(Data records)
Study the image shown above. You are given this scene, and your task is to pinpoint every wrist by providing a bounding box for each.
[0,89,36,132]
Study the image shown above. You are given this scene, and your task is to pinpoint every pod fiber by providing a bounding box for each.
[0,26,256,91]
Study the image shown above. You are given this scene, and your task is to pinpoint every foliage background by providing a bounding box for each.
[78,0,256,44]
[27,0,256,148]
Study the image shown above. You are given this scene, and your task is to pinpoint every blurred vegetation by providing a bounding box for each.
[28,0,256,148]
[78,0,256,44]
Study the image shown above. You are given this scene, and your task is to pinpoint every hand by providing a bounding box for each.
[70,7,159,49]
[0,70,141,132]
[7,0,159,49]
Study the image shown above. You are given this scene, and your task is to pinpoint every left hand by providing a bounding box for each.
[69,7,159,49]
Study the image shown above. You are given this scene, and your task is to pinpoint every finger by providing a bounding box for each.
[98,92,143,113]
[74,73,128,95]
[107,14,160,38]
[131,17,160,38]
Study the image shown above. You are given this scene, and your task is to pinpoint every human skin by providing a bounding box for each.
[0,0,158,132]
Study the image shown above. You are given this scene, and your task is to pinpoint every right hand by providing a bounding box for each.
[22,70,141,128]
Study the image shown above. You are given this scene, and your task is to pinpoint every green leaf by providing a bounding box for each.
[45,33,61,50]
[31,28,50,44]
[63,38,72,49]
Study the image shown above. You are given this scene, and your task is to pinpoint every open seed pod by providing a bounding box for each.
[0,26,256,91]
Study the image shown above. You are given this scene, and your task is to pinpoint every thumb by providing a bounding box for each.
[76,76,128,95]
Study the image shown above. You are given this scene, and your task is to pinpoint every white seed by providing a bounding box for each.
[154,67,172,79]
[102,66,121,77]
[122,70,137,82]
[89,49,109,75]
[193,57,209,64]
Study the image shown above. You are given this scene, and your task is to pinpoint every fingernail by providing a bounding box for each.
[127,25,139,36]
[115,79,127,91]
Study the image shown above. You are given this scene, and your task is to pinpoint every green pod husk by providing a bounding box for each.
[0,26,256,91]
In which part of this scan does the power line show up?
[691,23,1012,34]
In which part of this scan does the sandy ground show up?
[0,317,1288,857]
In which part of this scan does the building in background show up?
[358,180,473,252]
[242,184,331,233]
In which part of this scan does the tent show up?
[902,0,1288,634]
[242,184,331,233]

Request >>
Transcribe every line of the listing above with no changes.

Result of the exercise >>
Study the image shown above. You are given this scene, and your task is to pinpoint every wrist by providing a bounding box for each.
[0,89,36,132]
Study the image shown above. You are given this scene, and your task is to pinpoint every pod fiber by providing a bounding box for each.
[0,26,256,91]
Study the image shown above. You are given this scene, and your task is to pinpoint every foliage background by providing a bounding box for each.
[78,0,256,44]
[27,0,256,148]
Study the image shown above. You are given this scene, and your task is to pinpoint every blurred vegetation by providing a bounding box for each.
[28,0,256,148]
[78,0,256,44]
Study the image shown above. You are given this scene, and your task is to pinpoint every hand by providing a bounding box for each.
[70,7,159,49]
[0,70,141,132]
[7,0,159,49]
Study the image shown above. You are given this scene, and your task is to pinpoint every left hand by providing a bounding box for each.
[69,7,159,49]
Study the image shown above. You are given this scene, and your task is to pinpoint every finger by providing a bounding box for each.
[98,92,143,113]
[74,73,128,95]
[107,14,160,38]
[131,17,160,38]
Study the image shown above. You are given this scene, and your task is to pinpoint every human skin by providing a bounding box for each.
[0,0,158,132]
Study the image shown above. You are given this scene, and your task is to pinpoint every right hand by providing a bounding box for each.
[22,70,141,128]
Study the image shown above. You are given this scene, and your task is to pinpoint every green leaf by providing a bounding box for each.
[45,33,61,50]
[31,28,50,44]
[63,38,72,49]
Study the image shown above. You are given this scene, and your task is to pinpoint every open seed pod by providing a bounding box for each.
[0,26,256,91]
Study the image shown above. You are given this scene, and your task is to pinpoint every thumb by providing a bounding box for each.
[76,76,128,95]
Study the image shown above. You are given this scene, and your task is to pinpoint every white seed by providing a bounding box for each.
[154,67,172,79]
[102,66,121,77]
[122,70,137,82]
[89,49,109,75]
[193,57,209,64]
Study the image shown above. You are given this scene, and your task is to pinpoint every fingernail by providing a bounding box for each.
[127,25,139,36]
[115,79,127,91]
Study the image shown above. You are given this scene, and your task is to pinpoint every green pod husk by providing a bounding box for each.
[0,26,256,91]
In which part of this scan does the power line show up?
[691,23,1012,34]
In which part of this scan does the sandy ground show up?
[0,317,1288,857]
In which part of this scan does the building in background show up?
[358,180,473,252]
[242,184,331,233]
In which part of this scan does the tent show up?
[902,0,1288,634]
[242,184,331,233]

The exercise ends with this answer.